What to do
When a line in the data below includes "dandelion", count it; then give only the total.

Free-text object descriptions:
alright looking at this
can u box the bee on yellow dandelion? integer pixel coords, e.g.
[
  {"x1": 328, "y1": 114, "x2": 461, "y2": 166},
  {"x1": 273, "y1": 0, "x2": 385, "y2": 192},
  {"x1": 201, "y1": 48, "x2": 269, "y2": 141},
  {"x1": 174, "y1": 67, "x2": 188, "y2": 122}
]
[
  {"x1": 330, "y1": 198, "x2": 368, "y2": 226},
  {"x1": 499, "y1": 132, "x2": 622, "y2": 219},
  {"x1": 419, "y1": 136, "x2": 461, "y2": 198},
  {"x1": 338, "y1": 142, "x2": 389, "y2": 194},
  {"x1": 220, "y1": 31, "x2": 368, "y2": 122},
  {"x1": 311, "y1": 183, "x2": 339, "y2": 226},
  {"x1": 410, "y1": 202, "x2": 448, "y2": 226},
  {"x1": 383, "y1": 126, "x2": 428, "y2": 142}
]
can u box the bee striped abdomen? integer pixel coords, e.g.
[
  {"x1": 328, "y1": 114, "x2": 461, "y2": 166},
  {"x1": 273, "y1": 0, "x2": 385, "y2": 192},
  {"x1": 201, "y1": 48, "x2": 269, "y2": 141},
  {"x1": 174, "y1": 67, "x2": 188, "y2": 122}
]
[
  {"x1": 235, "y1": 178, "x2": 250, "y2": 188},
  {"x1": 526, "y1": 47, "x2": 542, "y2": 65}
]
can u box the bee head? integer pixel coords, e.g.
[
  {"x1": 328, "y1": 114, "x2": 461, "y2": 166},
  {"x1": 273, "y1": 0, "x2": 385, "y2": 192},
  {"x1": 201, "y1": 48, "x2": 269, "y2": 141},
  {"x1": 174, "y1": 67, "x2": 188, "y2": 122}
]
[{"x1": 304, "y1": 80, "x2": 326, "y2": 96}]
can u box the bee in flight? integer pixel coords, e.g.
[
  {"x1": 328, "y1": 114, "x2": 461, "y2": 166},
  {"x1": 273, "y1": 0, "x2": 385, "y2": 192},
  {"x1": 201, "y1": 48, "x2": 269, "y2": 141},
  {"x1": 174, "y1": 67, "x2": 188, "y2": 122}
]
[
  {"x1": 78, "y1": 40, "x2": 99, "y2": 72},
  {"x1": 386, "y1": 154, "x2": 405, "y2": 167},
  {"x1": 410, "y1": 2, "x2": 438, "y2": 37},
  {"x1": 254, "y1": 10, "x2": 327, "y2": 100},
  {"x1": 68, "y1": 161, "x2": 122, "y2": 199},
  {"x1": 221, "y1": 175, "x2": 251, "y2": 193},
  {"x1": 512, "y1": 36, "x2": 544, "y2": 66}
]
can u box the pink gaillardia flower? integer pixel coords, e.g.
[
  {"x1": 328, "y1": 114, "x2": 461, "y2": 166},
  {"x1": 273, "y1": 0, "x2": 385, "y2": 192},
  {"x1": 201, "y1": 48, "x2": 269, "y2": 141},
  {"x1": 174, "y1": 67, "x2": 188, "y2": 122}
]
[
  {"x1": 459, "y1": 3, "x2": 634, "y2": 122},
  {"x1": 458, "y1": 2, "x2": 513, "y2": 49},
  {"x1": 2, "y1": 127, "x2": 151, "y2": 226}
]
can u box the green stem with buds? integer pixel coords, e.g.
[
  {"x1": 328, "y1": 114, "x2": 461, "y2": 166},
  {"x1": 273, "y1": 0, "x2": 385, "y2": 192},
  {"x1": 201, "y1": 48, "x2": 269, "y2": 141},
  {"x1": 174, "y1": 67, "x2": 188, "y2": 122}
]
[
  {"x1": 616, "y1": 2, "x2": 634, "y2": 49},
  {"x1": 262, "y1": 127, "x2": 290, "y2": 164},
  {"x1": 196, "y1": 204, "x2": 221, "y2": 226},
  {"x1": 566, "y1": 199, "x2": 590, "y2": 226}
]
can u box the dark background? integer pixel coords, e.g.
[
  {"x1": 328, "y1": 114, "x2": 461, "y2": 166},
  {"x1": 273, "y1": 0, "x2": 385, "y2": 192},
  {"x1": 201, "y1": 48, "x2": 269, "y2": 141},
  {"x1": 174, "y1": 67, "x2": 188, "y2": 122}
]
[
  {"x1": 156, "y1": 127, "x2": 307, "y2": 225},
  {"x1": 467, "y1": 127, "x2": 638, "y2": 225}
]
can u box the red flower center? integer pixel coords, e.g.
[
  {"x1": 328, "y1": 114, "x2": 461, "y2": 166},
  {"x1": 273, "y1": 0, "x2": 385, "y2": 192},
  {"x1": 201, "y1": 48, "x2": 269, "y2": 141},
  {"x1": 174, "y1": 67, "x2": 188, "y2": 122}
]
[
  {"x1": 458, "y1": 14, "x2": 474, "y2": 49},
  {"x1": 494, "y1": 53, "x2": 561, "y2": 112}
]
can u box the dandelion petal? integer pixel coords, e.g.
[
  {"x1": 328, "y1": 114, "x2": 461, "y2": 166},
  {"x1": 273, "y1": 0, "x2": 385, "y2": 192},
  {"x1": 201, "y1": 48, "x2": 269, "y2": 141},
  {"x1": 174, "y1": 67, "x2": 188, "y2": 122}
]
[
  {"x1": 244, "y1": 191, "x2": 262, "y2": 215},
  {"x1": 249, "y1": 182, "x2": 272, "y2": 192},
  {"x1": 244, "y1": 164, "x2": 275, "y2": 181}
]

Exercise output
2